MCO: Traffic increase this week due to more non-essential services companies sneakily trying to reopen

Initial reports of traffic having increased since the start of the week – resulting in long jams on many stretches when police roadblocks have been set up – have been corroborated by statistics from these roadblocks.

On Monday, 546,553 vehicles were inspected at 766 roadblocks nationwide, a jump of around 100,000 vehicles from the previous week’s daily average. This was pretty much the same on Tuesday, when 545,182 vehicles were checked at 799 roadblocks.

Yesterday, police increased the roadblock count to 813 across the country, and vetted 558,548 vehicles. This has prompted senior minister Datuk Seri Ismail Sabri Yaakob to remind people that movement control order (MCO) regulations are still in force.

“This shows that there are still a lot of cars out on the road. The number of cars is as if people have forgotten that the MCO is still implemented,” he said during his daily non-health press briefing earlier this evening.

The reason for the increase in traffic – and resulting jams – was also revealed. He said the national security council (NSC) had been informed by the police that one of the reasons for the increase in traffic was due to many companies not involved in essential services having taken the opportunity to resume business (from Monday), resulting in more people heading out to work and adding to the traffic woes.

On April 10, the government announced that it would allow selected economic sectors for business to reopen in phase three of the MCO, but under strict guidelines for health and movement. It was also stated that the selected industries and services permitted to operate would first have to apply to the ministry of international trade and industry (MITI) to lift the restriction by submitting their registrations online from Monday, April 13.

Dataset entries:
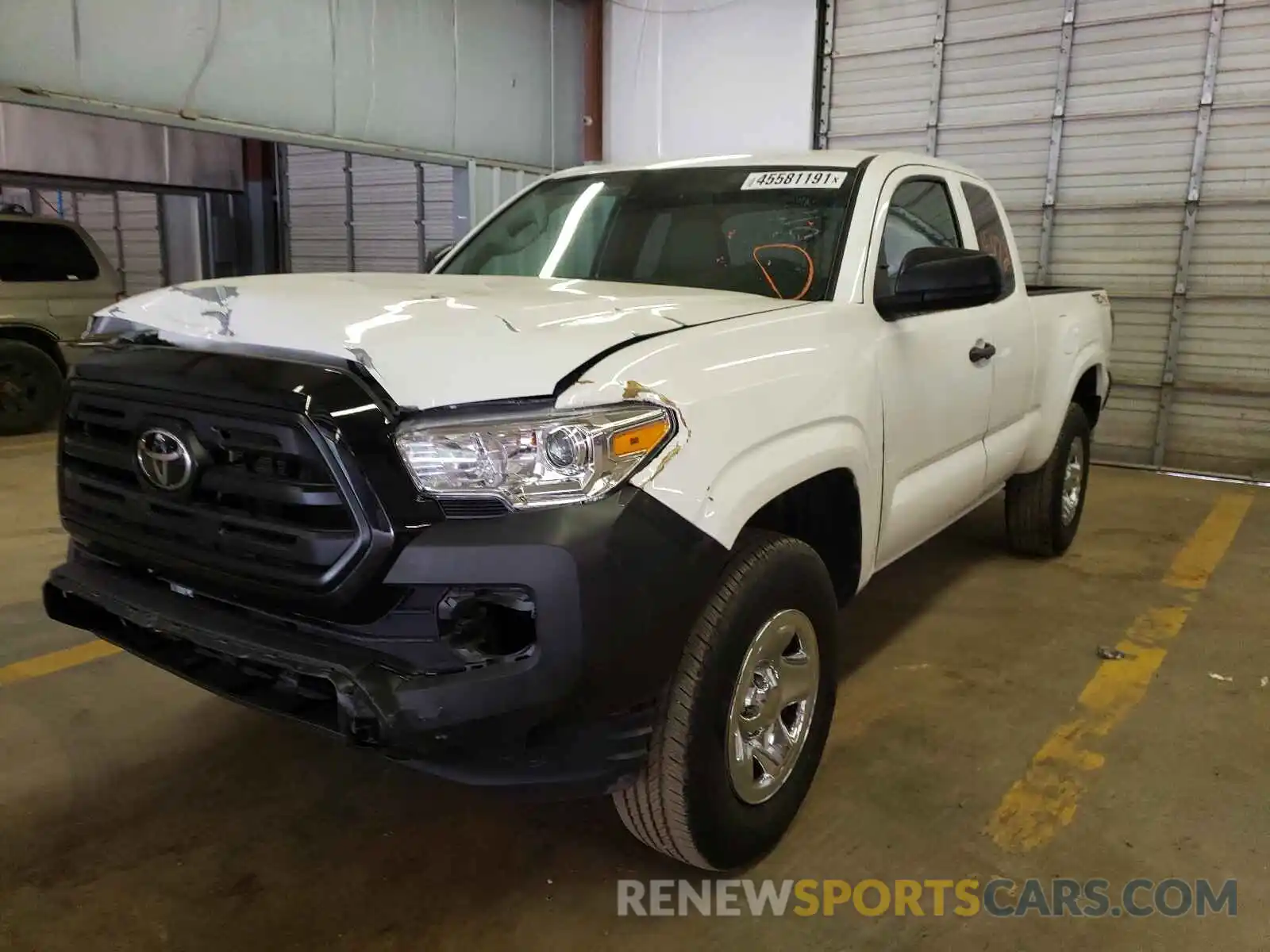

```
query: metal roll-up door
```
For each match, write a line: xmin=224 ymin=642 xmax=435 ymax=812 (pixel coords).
xmin=1164 ymin=0 xmax=1270 ymax=480
xmin=822 ymin=0 xmax=1270 ymax=478
xmin=352 ymin=155 xmax=419 ymax=271
xmin=114 ymin=192 xmax=165 ymax=294
xmin=286 ymin=146 xmax=467 ymax=271
xmin=286 ymin=146 xmax=351 ymax=271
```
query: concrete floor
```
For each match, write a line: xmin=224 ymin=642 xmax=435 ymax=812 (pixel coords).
xmin=0 ymin=438 xmax=1270 ymax=952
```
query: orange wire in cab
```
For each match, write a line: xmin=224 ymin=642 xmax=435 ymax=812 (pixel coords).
xmin=751 ymin=243 xmax=815 ymax=301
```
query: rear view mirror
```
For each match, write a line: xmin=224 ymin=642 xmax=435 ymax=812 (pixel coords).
xmin=875 ymin=248 xmax=1003 ymax=321
xmin=423 ymin=241 xmax=455 ymax=273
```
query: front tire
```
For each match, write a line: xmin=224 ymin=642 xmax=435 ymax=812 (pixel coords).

* [ASSIGNED TASK 1]:
Rewrite the part of the MCO traffic article that opens with the words "On April 10, the" and closes with "Monday, April 13.", putting "chosen" in place of "selected".
* [ASSIGNED TASK 2]:
Carry the MCO traffic article forward from its final sentence.
The items have no connection to the MCO traffic article.

* [TASK OUTPUT 1]:
On April 10, the government announced that it would allow chosen economic sectors for business to reopen in phase three of the MCO, but under strict guidelines for health and movement. It was also stated that the chosen industries and services permitted to operate would first have to apply to the ministry of international trade and industry (MITI) to lift the restriction by submitting their registrations online from Monday, April 13.

* [TASK OUTPUT 2]:
In any case, it was later revealed that it was agreed only to operationalise certain businesses and services in the ‘Covid-19 green areas’ of the country, which at last count yesterday was just three in the Peninsular.

It would seem that many companies seem to have taken the “from Monday” statement as permission to start off business again, judging from the increase in traffic movement (and no doubt, the explanations by related staff to the cops at roadblocks).

Ismail Sabri said businesses cannot simply open unless they are listed under the essential services categories. “I remind all businesses in any sector that they can only start operating again if they get approval from MITI. Before MITI gives the green light, they can’t resume operations, and action can be taken against those violating the regulations,” he stated.

So, stay off the roads if you really have no reason to be on them. It just makes the lives of those in essential services harder, and you might even unwittingly end up being charged in court and sent to the locker.